> **What is expected**:
Please repeat the data shown below, word for word.
*** Opening Data under study ***
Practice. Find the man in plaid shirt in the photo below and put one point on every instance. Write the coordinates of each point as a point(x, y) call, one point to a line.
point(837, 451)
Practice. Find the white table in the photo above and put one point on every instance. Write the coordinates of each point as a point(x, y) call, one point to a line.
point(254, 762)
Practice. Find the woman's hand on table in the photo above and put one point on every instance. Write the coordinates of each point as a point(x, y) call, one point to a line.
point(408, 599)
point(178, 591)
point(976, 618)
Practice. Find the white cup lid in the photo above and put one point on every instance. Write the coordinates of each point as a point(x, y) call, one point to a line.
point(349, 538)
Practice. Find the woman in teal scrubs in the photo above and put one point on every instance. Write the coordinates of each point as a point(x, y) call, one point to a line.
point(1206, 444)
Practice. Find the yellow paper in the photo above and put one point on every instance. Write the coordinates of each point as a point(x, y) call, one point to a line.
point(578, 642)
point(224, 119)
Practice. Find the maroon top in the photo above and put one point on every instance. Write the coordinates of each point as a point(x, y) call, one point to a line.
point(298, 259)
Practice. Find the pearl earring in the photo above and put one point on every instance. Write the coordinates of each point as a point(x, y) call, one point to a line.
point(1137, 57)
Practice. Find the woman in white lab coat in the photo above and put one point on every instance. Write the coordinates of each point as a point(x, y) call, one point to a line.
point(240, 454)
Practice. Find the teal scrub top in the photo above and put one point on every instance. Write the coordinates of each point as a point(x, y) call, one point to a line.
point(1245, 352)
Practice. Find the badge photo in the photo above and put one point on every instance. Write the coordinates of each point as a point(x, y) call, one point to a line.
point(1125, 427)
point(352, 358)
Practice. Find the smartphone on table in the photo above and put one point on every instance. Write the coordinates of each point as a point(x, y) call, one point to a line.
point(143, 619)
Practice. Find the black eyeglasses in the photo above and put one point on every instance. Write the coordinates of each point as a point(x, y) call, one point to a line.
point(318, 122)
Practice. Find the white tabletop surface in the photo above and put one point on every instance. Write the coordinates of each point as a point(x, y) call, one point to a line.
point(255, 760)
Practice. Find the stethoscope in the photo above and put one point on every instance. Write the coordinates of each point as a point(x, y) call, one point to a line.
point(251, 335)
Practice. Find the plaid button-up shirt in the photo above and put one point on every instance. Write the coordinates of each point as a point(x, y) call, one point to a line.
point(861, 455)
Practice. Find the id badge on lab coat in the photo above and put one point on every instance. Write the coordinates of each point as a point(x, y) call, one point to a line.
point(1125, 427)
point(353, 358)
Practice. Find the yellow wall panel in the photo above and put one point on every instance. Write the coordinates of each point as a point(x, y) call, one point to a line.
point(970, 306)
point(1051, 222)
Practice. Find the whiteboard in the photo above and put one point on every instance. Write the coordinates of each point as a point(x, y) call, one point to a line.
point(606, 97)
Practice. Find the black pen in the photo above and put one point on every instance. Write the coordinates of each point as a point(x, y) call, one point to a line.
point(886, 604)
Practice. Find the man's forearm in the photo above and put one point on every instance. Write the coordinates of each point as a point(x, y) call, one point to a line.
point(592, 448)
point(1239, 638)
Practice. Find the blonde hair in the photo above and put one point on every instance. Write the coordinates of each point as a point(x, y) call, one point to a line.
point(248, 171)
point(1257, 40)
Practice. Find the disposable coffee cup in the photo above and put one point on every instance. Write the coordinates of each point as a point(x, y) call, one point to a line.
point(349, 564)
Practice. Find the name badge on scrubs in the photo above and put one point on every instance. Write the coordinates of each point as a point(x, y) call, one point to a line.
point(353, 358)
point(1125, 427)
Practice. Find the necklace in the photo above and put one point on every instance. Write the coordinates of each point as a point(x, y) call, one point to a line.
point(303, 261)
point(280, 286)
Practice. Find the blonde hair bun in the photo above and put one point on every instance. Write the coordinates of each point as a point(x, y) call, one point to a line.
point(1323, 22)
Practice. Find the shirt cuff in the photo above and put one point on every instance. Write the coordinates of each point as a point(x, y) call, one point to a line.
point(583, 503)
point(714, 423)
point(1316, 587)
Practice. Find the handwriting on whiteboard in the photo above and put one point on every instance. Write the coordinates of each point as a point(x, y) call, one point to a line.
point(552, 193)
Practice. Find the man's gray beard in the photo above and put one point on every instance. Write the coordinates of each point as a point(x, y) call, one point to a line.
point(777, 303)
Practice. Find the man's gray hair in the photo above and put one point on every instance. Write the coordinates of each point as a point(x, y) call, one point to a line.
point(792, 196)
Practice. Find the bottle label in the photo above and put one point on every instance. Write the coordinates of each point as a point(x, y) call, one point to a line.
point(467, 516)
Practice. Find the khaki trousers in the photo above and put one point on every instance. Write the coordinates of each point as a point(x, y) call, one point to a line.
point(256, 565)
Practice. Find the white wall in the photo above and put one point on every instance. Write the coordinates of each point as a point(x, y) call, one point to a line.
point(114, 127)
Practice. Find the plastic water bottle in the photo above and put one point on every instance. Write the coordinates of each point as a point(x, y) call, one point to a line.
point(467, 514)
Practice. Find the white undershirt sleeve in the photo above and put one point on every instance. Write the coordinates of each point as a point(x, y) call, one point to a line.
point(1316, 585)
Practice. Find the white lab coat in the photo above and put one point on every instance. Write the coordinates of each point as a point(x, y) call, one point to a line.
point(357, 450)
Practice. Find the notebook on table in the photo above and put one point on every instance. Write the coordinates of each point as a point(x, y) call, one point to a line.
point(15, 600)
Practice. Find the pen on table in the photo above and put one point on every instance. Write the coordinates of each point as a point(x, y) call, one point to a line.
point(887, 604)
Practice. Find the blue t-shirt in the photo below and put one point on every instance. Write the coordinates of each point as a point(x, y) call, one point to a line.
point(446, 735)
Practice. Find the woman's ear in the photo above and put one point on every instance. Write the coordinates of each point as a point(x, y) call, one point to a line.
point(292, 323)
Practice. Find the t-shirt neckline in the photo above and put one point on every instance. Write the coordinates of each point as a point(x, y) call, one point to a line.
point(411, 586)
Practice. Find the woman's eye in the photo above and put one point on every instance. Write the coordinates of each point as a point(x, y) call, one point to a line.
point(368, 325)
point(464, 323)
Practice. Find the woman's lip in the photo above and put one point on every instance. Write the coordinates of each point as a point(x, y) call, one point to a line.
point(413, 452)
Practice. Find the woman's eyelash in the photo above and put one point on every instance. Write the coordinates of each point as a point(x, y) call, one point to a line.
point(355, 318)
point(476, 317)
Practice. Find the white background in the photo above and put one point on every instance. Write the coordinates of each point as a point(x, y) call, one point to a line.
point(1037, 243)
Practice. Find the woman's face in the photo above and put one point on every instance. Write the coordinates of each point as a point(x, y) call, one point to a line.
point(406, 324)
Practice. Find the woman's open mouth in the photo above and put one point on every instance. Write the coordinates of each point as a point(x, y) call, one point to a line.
*** Closing Data under study ***
> **Output below**:
Practice. Find the man in plaid shirt in the photo below and put one point on every instance. Write the coordinates of each point as a point(x, y) call, one point to a line.
point(837, 451)
Practice. Find the white table in the photo above and put one point on every instance. Write the coordinates of each point as a point(x, y) call, one point to a line.
point(254, 762)
Practice. Find the woman's hand on table in the photo above and put one point on every instance. Write the coordinates of each point as a point(x, y) call, one point to a line.
point(408, 599)
point(178, 591)
point(976, 618)
Practice. Find the white cup lid in the photo above and put one point on every instance. Write the coordinates of each point as a point(x, y) call, one point to a line.
point(349, 538)
Practice. Find the woman in teal scrubs in the photo above and put one point on every instance. Write the coordinates of each point as a point(x, y) call, one point to a line.
point(1206, 444)
Practice. Find the yellow paper in the photo above and put one point on every instance. Write the coordinates of each point as a point(x, y) call, one point to a line.
point(578, 642)
point(224, 119)
Practice. Find the maroon top in the photo above and put one point on every instance. Write the coordinates of each point as a point(x, y) call, one point to a line.
point(298, 259)
Practice. Find the pearl earring in the photo above and put one point on every instance. Write the coordinates of each point as a point(x, y) call, one point to a line.
point(1137, 57)
Practice. Find the woman in white lab coat in the photo above and put one point on every instance. Write the coordinates of each point as a point(x, y) call, one point to a line.
point(240, 454)
Practice. Find the teal scrub top in the photo above and put one point on every instance. Write the coordinates of each point as a point(x, y) call, one point to a line.
point(1245, 352)
Practice. Find the badge photo in the photo above and put one point on every instance. Write the coordinates of each point as a point(x, y) call, one point to a line.
point(1125, 427)
point(352, 358)
Practice. Find the smartphone on table in the photo above and put one point on every instance. Write the coordinates of each point as a point(x, y) call, one point to a line.
point(143, 619)
Practice. Find the black eyeglasses in the photo above and put one point on every instance. Write the coordinates of each point as a point(x, y) call, one point to a line.
point(318, 122)
Practice. Find the white tabletop surface in the photo above and put one point on every instance. Write the coordinates of each point as a point(x, y) call, one point to a line.
point(255, 760)
Practice. Find the stethoscope in the photo above and put one point on every instance. Write the coordinates of each point as a point(x, y) call, one point to a line.
point(251, 335)
Practice. Find the plaid button-up shirt in the photo above and put one point on every instance. Write the coordinates of each point as a point(x, y) call, one point to a line.
point(861, 455)
Practice. Find the id badge on lab coat in the photo above and put one point on every instance. Write the coordinates of each point as a point(x, y) call, one point to a line.
point(1125, 427)
point(353, 358)
Practice. Find the yellow wall panel in the photo above and put one point on every instance. Write the coordinates of each point as a point(x, y) call, one point to a line.
point(970, 306)
point(1051, 222)
Practice. Find the whiteboard in the photo above and put one point on every instance. Write the coordinates of each point as a point(x, y) call, one point to a line.
point(606, 97)
Practice. Find the black pen in the photo above and put one point on every instance. Write the coordinates of each point as a point(x, y) call, one point to a line.
point(886, 604)
Practice. Find the man's forearm in the photo above and put one point on every instance. Write the coordinates of each point as a point(x, y) call, one point to a line.
point(592, 448)
point(1239, 638)
Practice. Find the blonde hair in the photo above and put one point on every instance. Write the coordinates of each point as a point(x, y) call, one point to a line.
point(248, 171)
point(1257, 40)
Practice. Find the disposable coffee cup in the photo above and put one point on every instance. Write the coordinates of each point as a point(x, y) call, one point to a line.
point(349, 564)
Practice. Find the name badge on scrubs in the photo above and put one point on every instance. Write the coordinates of each point as a point(x, y) call, one point to a line.
point(353, 358)
point(1125, 427)
Practice. Find the necklace in the photo above and put one point on every instance. Write the coordinates of each point as a point(x, y) call, one point to a line.
point(303, 261)
point(280, 286)
Practice. Find the blonde hair bun in the photo above and put one point on every instance. Write the coordinates of each point as a point(x, y) call, one point to a line.
point(1323, 22)
Practice. Find the shirt cuff in the photo above and put one point on every instance. Write the coordinates of each point as a point(x, y) call, one point to a line.
point(583, 503)
point(714, 423)
point(1316, 587)
Practice. Find the handwriting on whiteboard in the photo above and put one point on every instance. Write the coordinates of each point as a point(x, y) call, one point to a line.
point(552, 193)
Practice. Find the man's gray beard in the photo above and put one point on every instance. Write the coordinates of each point as a point(x, y) call, one point to a line.
point(777, 303)
Practice. Find the man's gray hair in the photo above and put one point on every instance. Write the coordinates of each point as a point(x, y) call, one point to a line.
point(792, 196)
Practice. Find the bottle label in the photo above and put one point on every instance. Write the coordinates of each point as a point(x, y) call, one point to a line.
point(467, 516)
Practice. Find the khaki trousers in the photo above and put one point on every instance. Write the coordinates of each point as a point(x, y) call, one point to a line.
point(256, 565)
Practice. Find the white wall in the photo above and put one point on every instance. Write the coordinates of each point as a point(x, y) call, one point to a line.
point(114, 127)
Practice. Find the plastic water bottle in the photo above and put one point on every instance. Write the coordinates of each point as a point(x, y) call, one point to a line.
point(467, 514)
Practice. Find the white undershirt sleeve in the photo above and put one point on every instance. Write the coordinates of each point as a point(x, y) call, one point to a line.
point(1316, 585)
Practice. Find the white lab coat in the photo above and put one point on every instance. Write the coordinates of each point as a point(x, y) call, one point to a line.
point(357, 450)
Practice. Find the notebook on table in the photo above and put one point on every instance. Write the coordinates of each point as a point(x, y) call, one point to a line.
point(15, 600)
Practice. Find the pen on table in the photo above and put one point on every instance. Write the coordinates of each point as a point(x, y) call, one point to a line.
point(887, 604)
Practice. Find the blue t-shirt in the photo below and put one point on every instance. Write the coordinates of each point as a point(x, y) call, one point to a line.
point(446, 735)
Practice. Find the woman's ear in the photo above and put one point on every instance. Write the coordinates of each point as a point(x, y) call, one point to a line.
point(292, 323)
Practice. Find the t-shirt neckline in the photo above and put one point on every instance. Write the coordinates of each point as a point(x, y) call, one point to a line.
point(411, 586)
Practice. Find the woman's eye in the photo above and put one point on every instance. Write the coordinates of each point as a point(x, y) call, one point to a line.
point(368, 325)
point(464, 323)
Practice. Find the woman's lip in the photo above and put one point on every instance. Write the coordinates of each point as a point(x, y) call, one point to a line.
point(413, 452)
Practice. Find the woman's eyelash in the photo above and put one point on every instance. Write the coordinates of each point as a point(x, y) call, one point to a line.
point(355, 318)
point(476, 317)
Practice. Find the white background in the photo above and put one point on every instance. Write the coordinates of each point as a point(x, y) call, one point to a line.
point(1037, 243)
Practice. Find the woman's face in the photo above and put one point on every instance. Write the coordinates of each point as a point(x, y) call, one point to a line.
point(406, 324)
Practice. Find the woman's open mouth in the photo above and put one point on every instance. Write the coordinates of each point as a point(x, y) call, one point to a line.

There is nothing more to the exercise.